• **Extract to read**
When you run in a user namespace, virtiofsd would only have
setuid/setgid over the range of UIDs mapped into the user namespace.  So
if UID=0 on the host is not mapped, then the container can not create
real UID=0 files on disk.

Similarly you can protect the user directories and any content by
running the containers in a really high UID Mapping.
Stefan Hajnoczi July 31, 2020, 8:26 a.m. UTC | #14
On Thu, Jul 30, 2020 at 06:21:34PM -0400, Daniel Walsh wrote:
> On 7/29/20 10:40, Stefan Hajnoczi wrote:
> > On Wed, Jul 29, 2020 at 09:59:01AM +0200, Roman Mohr wrote:
> >> On Tue, Jul 28, 2020 at 3:13 PM Vivek Goyal <vgoyal@redhat.com> wrote:
> >>
> >>> On Tue, Jul 28, 2020 at 12:00:20PM +0200, Roman Mohr wrote:
> >>>> On Tue, Jul 28, 2020 at 3:07 AM misono.tomohiro@fujitsu.com <
> >>>> misono.tomohiro@fujitsu.com> wrote:
> >>>>
> >>>>>> Subject: [PATCH v2 3/3] virtiofsd: probe unshare(CLONE_FS) and print
> >>> an
> >>>>> error
> >> Yes they can run as root. I can tell you what we plan to do with the
> >> containerized virtiofsd: We run it as part of the user-owned pod (a set of
> >> containers).
> >> One of our main goals at the moment is to run VMs in a user-owned pod
> >> without additional privileges.
> >> So that in case the user (VM-creator/owner) enters the pod or something
> >> breaks out of the VM they are just in the unprivileged container sandbox.
> >> As part of that we try to get also rid of running containers in the
> >> user-context with the root user.
> >>
> >> One possible scenario which I could think of as being desirable from a
> >> kubevirt perspective:
> >> We would run the VM in one container and have an unprivileged
> >> virtiofsd container in parallel.
> >> This container already has its own mount namespace and it is not that
> >> critical if something manages to enter this sandbox.
> >>
> >> But we are not as far yet as getting completely rid of root right now in
> >> kubevirt, so if as a temporary step it needs root, the current proposed
> >> changes would still be very useful for us.

• **Data provided**
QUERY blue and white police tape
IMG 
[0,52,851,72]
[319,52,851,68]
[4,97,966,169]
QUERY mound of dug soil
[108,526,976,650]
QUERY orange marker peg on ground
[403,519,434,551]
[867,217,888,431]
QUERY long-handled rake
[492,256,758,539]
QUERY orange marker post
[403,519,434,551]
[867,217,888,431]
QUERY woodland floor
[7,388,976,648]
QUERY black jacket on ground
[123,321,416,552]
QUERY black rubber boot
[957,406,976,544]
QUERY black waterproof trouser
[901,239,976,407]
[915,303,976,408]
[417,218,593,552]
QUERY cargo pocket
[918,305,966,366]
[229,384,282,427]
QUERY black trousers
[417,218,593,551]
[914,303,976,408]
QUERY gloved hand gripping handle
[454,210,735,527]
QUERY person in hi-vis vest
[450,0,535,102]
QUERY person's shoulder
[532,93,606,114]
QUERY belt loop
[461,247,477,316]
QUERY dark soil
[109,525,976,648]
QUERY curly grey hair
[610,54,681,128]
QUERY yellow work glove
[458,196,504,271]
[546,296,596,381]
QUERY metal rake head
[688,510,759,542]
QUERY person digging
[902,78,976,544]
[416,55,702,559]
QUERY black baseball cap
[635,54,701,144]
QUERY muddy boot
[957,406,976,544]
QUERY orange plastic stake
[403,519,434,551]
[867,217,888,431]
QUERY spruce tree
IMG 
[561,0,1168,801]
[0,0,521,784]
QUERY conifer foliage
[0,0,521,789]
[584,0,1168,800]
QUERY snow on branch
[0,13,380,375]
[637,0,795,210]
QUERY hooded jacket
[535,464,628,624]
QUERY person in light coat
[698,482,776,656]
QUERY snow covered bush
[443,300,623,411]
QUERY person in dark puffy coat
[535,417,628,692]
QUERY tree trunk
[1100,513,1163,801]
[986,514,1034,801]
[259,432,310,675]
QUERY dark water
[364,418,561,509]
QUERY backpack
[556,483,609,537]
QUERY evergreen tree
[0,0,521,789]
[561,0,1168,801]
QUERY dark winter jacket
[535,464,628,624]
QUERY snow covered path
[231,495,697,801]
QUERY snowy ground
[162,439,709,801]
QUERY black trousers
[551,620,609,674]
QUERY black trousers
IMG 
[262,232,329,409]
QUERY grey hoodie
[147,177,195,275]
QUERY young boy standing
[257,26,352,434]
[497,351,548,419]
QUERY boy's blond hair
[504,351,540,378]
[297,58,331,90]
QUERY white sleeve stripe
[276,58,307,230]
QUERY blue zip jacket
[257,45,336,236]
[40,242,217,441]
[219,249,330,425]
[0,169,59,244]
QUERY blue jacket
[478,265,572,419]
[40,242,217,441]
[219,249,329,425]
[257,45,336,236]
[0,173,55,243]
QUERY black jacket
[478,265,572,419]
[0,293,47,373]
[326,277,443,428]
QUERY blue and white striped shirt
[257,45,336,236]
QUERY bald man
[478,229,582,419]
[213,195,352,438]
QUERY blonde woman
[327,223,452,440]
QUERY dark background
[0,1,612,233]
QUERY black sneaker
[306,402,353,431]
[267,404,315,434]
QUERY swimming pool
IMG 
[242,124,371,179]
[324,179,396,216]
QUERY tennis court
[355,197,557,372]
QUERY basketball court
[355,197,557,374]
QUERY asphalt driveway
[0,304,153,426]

• **The task**
Summarize the virtiofsd discussion in two sentences.

• **Exercise output**
Running virtiofsd in a user namespace limits its setuid/setgid to the UIDs mapped into that namespace, so a container cannot create real UID 0 files if host UID 0 is unmapped, and a very high UID mapping can protect user directories. From a kubevirt perspective, the goal is to run VMs in a user-owned pod without extra privileges, possibly alongside an unprivileged virtiofsd container, but because root cannot yet be fully eliminated, the proposed changes would still be useful as a temporary step.